→ **Tarefas a resolver**:
**A)** Liste os veículos que, de acordo com o depoimento de Edison Álvares de Lima, são de propriedade dele.
**B)** Por favor, retome o depoimento de Edison Álvares de Lima e dê continuidade a ele a partir da última frase.

→ **Artigo**:
▼

Ouvido perante a Autoridade Policial, em 06.03.09, o acusado Edison Álvares de Lima declarou que adquiriu a fazenda Rincão das Lagoas, em Ponta Porã (MS), no ano de 1998 e desde então se dedica à agricultura no local. Afirmou que comprou referido imóvel pelo valor de R$ 600.000,00 (seiscentos mil reais) de Salim Derzi. Aduziu que antes da transação, residia no Paraguai, onde se dedicava ao ramo de secos e molhados, além de comprar e vender gado. Aduziu que, nos últimos 10 (dez) anos, recebeu em média R$ 300.000,00 (trezentos mil reais) anuais líquidos, a depender da lavoura, qualidade da safra e preços praticados. Informou que sua receita anual bruta é de R$ 1.000.000,00 (um milhão de reais). Relatou que a fazenda Rincão das Lagoas foi adquirida com valores originários da venda de seu comércio no Paraguai e com valores pertencentes a sua esposa Justina Roman, de nacionalidade paraguaia. Alegou que não recebeu nenhuma quantia proveniente de doação ou herança a que corresponda a declaração de R$ 700.000,00 (setecentos mil reais) no seu imposto de renda pessoa física de 2000. Referiu que possui documento representativo da entrada de R$ 550.000,00 (quinhentos e cinquenta mil reais) no Brasil, emitido pela Receita Federal. Confirmou que, em 06.02.03, adquiriu casa no loteamento Jardim Itaipu em Dourados (MS), onde atualmente reside, pelo valor de R$ 160.000,00 (cento e sessenta mil reais), mediante o pagamento de R$ 100.000,00 (cem mil reais), com recursos próprios, e o restante em cabeças de gado. Afirmou que é proprietário da Fazenda Rincão e da casa localizada no loteamento Jardim Itaipu, bem como da caminhonete Ford F-250, ano 2003, do veículo GM Vectra, ano 2000 e da motocicleta Yamaha XT600. Negou envolvimento em roubo no aeroporto de Luque (Paraguai), no dia 04.08.00. Disse que foi ele próprio quem elaborou a declaração de ajuste anual referida (fls. 219/220).

▲

→ **Lista de entradas**:
▼

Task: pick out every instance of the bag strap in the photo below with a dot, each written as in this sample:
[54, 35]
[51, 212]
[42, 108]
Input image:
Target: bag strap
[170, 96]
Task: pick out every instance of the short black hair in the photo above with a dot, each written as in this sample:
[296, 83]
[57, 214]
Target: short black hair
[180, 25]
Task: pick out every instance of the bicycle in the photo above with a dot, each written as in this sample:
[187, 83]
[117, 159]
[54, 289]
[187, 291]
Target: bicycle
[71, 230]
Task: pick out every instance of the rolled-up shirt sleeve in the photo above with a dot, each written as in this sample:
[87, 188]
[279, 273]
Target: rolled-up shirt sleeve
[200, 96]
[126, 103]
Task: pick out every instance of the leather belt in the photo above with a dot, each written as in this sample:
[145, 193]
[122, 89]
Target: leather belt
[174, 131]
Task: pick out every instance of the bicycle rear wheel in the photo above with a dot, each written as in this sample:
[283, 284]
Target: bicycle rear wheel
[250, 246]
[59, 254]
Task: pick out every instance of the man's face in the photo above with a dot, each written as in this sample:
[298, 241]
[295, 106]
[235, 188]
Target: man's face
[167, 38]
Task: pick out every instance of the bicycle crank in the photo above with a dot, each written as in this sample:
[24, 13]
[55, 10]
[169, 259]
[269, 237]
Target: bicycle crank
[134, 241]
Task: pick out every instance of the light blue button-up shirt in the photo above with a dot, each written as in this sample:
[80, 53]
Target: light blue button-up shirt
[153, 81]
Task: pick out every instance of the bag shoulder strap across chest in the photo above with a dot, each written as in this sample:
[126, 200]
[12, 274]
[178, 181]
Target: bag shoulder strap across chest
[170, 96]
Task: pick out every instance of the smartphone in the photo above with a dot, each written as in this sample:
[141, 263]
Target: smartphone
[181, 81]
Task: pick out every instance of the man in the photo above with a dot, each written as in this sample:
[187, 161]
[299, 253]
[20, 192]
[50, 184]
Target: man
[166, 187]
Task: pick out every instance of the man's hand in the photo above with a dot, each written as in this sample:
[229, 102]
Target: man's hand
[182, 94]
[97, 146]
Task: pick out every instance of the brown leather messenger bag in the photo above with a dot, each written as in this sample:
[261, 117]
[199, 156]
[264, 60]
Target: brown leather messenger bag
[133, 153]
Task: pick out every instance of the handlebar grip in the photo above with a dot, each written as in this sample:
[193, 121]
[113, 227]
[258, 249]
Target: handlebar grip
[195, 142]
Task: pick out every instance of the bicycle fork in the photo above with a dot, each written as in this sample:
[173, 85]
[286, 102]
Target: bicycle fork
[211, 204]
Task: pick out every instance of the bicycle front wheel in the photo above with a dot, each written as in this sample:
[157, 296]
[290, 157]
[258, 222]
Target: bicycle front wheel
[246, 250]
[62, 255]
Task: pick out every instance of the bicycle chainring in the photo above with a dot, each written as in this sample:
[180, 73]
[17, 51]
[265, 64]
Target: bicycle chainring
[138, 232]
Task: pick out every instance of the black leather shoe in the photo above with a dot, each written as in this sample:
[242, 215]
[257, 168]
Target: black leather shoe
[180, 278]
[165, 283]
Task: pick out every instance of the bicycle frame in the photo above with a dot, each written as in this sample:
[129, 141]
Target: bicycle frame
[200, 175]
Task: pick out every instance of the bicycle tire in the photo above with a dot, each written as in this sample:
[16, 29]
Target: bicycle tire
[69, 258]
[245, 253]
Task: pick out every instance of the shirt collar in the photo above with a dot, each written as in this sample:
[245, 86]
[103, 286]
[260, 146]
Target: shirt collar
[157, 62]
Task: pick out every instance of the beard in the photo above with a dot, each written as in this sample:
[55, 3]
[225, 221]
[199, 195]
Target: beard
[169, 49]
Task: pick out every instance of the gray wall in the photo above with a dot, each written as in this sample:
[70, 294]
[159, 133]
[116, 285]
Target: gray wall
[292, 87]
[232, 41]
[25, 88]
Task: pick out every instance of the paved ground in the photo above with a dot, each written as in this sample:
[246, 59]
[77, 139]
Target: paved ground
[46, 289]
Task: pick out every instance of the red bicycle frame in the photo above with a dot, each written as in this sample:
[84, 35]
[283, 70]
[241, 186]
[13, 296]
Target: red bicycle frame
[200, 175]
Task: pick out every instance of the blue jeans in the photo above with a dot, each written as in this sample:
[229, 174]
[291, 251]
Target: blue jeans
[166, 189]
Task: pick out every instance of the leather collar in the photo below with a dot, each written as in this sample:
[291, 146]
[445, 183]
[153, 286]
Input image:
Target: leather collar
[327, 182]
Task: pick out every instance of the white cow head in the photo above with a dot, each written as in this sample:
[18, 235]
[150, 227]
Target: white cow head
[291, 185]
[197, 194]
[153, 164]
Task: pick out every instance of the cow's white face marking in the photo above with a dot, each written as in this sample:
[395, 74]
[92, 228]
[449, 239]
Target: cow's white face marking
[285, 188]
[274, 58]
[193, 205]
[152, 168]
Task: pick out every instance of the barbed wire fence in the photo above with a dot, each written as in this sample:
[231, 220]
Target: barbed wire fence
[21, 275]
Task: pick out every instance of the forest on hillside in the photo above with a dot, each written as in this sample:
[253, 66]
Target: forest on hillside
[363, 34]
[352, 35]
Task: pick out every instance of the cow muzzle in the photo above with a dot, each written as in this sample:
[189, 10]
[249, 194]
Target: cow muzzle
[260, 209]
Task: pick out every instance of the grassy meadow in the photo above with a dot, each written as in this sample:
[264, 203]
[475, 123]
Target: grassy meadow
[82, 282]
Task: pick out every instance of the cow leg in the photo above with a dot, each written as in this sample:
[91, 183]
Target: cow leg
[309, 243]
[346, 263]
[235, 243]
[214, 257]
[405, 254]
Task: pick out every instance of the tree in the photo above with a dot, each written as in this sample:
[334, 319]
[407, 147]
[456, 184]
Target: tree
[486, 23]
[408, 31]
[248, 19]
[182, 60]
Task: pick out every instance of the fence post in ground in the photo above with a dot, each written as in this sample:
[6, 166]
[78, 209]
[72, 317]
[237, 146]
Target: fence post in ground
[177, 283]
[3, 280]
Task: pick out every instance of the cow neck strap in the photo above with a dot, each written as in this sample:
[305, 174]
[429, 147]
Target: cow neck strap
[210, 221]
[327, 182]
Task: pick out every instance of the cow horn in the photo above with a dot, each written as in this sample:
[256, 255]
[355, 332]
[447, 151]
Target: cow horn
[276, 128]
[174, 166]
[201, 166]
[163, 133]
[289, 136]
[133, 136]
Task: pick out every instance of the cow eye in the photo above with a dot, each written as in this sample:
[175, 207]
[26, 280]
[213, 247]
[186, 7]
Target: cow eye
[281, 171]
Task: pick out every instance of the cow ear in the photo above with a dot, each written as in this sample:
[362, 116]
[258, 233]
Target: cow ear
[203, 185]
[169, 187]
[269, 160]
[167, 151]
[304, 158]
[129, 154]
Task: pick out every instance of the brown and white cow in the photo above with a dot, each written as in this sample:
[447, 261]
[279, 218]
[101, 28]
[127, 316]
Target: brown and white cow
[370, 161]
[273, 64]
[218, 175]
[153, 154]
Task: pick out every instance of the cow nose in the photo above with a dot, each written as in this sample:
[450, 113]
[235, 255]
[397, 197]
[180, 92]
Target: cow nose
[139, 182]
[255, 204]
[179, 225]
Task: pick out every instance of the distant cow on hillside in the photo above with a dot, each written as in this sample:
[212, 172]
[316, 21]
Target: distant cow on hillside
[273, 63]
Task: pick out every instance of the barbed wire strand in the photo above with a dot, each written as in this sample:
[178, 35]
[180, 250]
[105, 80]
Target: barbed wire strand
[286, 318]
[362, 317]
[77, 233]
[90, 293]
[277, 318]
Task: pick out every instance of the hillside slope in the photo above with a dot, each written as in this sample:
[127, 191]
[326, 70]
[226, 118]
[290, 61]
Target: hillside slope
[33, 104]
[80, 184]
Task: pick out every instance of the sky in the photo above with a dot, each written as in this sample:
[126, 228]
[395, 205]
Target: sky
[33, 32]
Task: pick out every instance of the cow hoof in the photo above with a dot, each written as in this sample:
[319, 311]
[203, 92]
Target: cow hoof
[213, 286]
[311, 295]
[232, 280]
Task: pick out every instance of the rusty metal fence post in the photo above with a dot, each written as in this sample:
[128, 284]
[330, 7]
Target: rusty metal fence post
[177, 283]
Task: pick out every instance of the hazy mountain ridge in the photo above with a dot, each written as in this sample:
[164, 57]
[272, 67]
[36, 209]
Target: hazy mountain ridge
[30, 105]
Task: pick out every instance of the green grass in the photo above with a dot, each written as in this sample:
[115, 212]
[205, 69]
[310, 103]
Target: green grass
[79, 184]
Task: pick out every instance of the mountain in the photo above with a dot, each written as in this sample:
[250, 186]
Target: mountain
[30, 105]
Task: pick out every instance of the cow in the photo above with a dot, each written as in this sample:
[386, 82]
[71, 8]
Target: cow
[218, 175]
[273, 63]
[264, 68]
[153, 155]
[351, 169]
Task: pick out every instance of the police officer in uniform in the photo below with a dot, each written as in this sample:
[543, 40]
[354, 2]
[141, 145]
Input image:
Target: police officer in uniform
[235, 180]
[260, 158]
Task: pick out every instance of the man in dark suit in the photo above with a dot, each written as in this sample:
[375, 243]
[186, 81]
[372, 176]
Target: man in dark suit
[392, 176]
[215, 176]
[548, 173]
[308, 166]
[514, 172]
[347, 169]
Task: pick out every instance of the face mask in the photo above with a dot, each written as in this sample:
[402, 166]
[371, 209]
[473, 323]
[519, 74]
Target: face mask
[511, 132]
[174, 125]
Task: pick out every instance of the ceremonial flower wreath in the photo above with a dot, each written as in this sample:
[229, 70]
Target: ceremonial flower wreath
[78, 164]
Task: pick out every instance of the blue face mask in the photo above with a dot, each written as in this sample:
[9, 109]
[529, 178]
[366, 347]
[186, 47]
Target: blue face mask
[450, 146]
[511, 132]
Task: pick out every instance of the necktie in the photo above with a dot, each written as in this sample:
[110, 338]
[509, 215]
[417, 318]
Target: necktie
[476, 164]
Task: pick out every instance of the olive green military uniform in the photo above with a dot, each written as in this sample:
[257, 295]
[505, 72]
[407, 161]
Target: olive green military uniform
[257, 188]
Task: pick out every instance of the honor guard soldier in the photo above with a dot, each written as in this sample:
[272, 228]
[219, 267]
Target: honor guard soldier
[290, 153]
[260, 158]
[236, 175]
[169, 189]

▲

→ **Lista de respostas**:
**A)**
- Caminhonete Ford F-250, ano 2003
- Veículo GM Vectra, ano 2000
- Motocicleta Yamaha XT600

**B)**
Reinterrogado na fase inquisitorial, em 15.07.10, o acusado declarou que adquiriu fazenda em Ponta Porã (MS), em dezembro de 2000. Disse que aludido imóvel foi objeto de sequestro em razão de roubo praticado no Paraguai, em 04.08.00. Reiterou que não teve qualquer participação naqueles fatos, sendo envolvido por corrupção da polícia paraguaia. Relatou que sua esposa possuía caminhonete Mitsubishi, que foi roubada e, posteriormente, localizada na posse de Autoridade Policial e que tentou recuperar o veículo, quando passou a ser ameaçado pela polícia, ao que reputa tenha sido incriminado pelo crime de roubo. Alegou que reportou as ameaças sofridas à embaixada e a órgão de direitos humanos no Paraguai, o que desencadeou a intensificação das perseguições e motivou a alteração de sua residência para o Brasil. Informou que ele, sua esposa e filho juntaram suas economias e mudaram-se para o Brasil, com R$ 550.000,00 (quinhentos e cinquenta mil reais), cujo porte foi declarado à Receita Federal em 29.11.00. Disse que utilizou mencionada quantia para a compra da fazenda Rincão das Lagoas. Afirmou que seu patrimônio é fruto dos rendimentos de 20 (vinte) anos de trabalho em Assunção (Paraguai). Narrou que em abril de 2000 dirigiu-se a Ponta Porã (MS) e alugou casa, antes de seu estabelecimento definitivo no Brasil. Disse que, atualmente, se dedica à agricultura (fls. 252/253). Anexou aos autos Declaração de Porte de Valores (fl. 255).
Reinterrogado na Polícia, em 08.10.10, confirmou o teor das declarações anteriormente prestadas. Informou as testemunhas que poderiam comprovar que se encontrava no Brasil em 04.08.00. Disse que não foi condenado perante a Justiça paraguaia, tampouco perante a Justiça Estadual de Campo Grande (MS), quanto ao crime de roubo. Relatou que há processo por falsidade ideológica, que não gerou sua prisão, referente a compras efetuadas no interior de São Paulo (SP) com o uso de seu nome (fls. 267/270).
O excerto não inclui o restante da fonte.